WHAT TO PRODUCE: Begin at the line that has "of the building" and go through the last line. Give back only those lines with "building facade" replaced by "front wall" and everything else left as it is.
^^^^^^^^^^^^^^^^
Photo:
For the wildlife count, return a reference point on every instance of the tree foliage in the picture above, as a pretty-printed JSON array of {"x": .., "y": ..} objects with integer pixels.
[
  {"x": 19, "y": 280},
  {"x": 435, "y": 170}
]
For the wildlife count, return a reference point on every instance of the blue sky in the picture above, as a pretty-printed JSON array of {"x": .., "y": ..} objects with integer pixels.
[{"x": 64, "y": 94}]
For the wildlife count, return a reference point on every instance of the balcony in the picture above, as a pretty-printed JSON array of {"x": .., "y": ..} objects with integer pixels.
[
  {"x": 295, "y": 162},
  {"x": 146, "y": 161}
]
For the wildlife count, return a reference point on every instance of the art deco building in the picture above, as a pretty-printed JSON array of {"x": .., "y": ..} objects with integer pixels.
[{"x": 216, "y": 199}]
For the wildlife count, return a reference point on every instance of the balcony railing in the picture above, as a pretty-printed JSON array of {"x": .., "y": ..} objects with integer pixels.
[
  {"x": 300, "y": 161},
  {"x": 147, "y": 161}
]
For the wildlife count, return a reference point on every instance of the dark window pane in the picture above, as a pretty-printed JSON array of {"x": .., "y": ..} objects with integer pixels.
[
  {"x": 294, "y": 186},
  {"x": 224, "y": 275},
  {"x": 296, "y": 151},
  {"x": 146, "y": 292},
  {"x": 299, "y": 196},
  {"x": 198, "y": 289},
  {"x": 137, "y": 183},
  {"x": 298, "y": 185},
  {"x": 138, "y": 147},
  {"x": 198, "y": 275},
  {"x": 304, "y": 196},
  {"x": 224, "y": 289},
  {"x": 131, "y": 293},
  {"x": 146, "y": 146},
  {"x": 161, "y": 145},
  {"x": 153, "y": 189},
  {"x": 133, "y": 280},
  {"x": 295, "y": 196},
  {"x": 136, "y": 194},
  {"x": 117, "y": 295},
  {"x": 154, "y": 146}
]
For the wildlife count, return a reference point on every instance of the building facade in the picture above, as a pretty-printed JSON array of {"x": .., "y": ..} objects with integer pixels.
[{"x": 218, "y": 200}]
^^^^^^^^^^^^^^^^
FINISHED TASK:
For the wildlife count, return a reference point on every instance of the front wall in the picture above, as a pretty-printed JSON array of {"x": .., "y": ..} objects with integer pixels.
[{"x": 218, "y": 200}]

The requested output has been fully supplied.